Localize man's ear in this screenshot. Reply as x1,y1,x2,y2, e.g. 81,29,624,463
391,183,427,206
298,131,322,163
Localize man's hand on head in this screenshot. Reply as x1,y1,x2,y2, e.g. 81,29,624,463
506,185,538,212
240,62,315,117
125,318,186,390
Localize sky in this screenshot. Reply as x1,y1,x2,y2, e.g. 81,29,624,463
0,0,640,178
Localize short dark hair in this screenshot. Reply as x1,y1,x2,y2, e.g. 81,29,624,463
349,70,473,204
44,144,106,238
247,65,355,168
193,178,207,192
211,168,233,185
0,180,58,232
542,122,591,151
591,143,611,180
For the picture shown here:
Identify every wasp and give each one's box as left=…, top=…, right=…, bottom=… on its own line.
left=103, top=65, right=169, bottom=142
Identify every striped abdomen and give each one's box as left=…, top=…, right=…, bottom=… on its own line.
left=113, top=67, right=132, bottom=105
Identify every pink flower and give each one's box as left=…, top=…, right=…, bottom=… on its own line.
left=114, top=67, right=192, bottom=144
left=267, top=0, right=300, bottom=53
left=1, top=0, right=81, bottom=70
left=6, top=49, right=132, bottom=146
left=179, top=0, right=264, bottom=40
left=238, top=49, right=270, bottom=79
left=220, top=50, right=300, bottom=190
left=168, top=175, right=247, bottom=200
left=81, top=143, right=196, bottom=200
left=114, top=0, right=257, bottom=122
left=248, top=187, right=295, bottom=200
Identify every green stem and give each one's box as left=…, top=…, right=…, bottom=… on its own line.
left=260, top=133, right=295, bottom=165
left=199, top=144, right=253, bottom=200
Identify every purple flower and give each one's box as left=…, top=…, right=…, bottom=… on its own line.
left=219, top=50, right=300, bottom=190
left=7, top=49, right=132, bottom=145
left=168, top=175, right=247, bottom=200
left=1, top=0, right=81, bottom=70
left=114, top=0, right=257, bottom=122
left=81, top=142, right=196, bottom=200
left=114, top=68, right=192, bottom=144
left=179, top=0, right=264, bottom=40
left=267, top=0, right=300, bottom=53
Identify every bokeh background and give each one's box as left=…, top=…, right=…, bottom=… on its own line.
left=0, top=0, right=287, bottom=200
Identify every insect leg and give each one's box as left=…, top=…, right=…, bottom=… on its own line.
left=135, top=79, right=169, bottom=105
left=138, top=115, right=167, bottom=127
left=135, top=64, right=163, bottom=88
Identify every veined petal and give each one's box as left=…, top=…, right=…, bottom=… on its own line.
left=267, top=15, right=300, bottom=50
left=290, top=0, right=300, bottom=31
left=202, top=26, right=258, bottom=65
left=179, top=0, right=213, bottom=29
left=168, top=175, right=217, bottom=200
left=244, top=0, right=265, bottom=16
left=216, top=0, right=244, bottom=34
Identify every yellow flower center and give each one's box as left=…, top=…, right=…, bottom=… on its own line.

YOUR INSTRUCTIONS » Reproduce every line of the data above word for word, without changing anything.

FULL ANSWER »
Localize man's ear in this screenshot. Reply as x1,y1,x2,y2, e.g. 81,29,624,463
391,183,427,206
298,131,322,163
Localize man's hand on head in this screenshot. Reply as x1,y1,x2,y2, e.g. 81,29,624,463
506,185,538,212
240,62,315,117
125,318,186,390
Localize sky in this screenshot. Reply as x1,y1,x2,y2, e.g. 81,29,624,463
0,0,640,178
Localize short dark hair in this screenshot. Reply as x1,y1,x2,y2, e.g. 81,29,624,463
349,70,473,204
44,144,106,238
247,65,355,168
193,178,207,192
211,168,233,185
0,180,58,232
542,122,591,151
591,143,611,180
For the picture shown here:
Identify every wasp and give each one's box as left=…, top=…, right=…, bottom=… on its own line.
left=103, top=65, right=169, bottom=142
Identify every striped abdomen and give each one's box as left=…, top=…, right=…, bottom=… on its own line.
left=113, top=67, right=132, bottom=105
Identify every pink flower and give each one's box as left=…, top=…, right=…, bottom=… on its own line.
left=114, top=67, right=192, bottom=144
left=267, top=0, right=300, bottom=53
left=1, top=0, right=81, bottom=70
left=6, top=49, right=132, bottom=146
left=179, top=0, right=264, bottom=40
left=238, top=49, right=270, bottom=79
left=220, top=50, right=300, bottom=190
left=168, top=175, right=247, bottom=200
left=81, top=143, right=196, bottom=200
left=114, top=0, right=257, bottom=122
left=248, top=187, right=295, bottom=200
Identify every green stem and give each one's box as left=…, top=…, right=…, bottom=… on its own line.
left=260, top=133, right=295, bottom=165
left=199, top=144, right=253, bottom=200
Identify every purple flower and give each one's box as left=…, top=…, right=…, bottom=… on its own line.
left=219, top=50, right=300, bottom=190
left=7, top=49, right=132, bottom=145
left=168, top=175, right=247, bottom=200
left=1, top=0, right=81, bottom=70
left=114, top=0, right=257, bottom=122
left=81, top=142, right=196, bottom=200
left=114, top=68, right=192, bottom=144
left=179, top=0, right=264, bottom=40
left=267, top=0, right=300, bottom=53
Identify every bokeh background and give each one's box as left=…, top=…, right=…, bottom=… on its own line.
left=0, top=0, right=287, bottom=200
Identify every insect leg and give each one's box as left=…, top=…, right=…, bottom=… on its own line.
left=135, top=79, right=169, bottom=105
left=138, top=115, right=167, bottom=127
left=135, top=64, right=163, bottom=88
Identify every veined petal and give each one's box as left=…, top=…, right=…, bottom=… on its own line.
left=267, top=15, right=300, bottom=50
left=290, top=0, right=300, bottom=31
left=202, top=26, right=258, bottom=65
left=179, top=0, right=213, bottom=29
left=168, top=175, right=217, bottom=200
left=244, top=0, right=265, bottom=16
left=216, top=0, right=244, bottom=34
Identify every yellow flower center and give each one's box as left=…, top=…, right=…, bottom=… on its own line.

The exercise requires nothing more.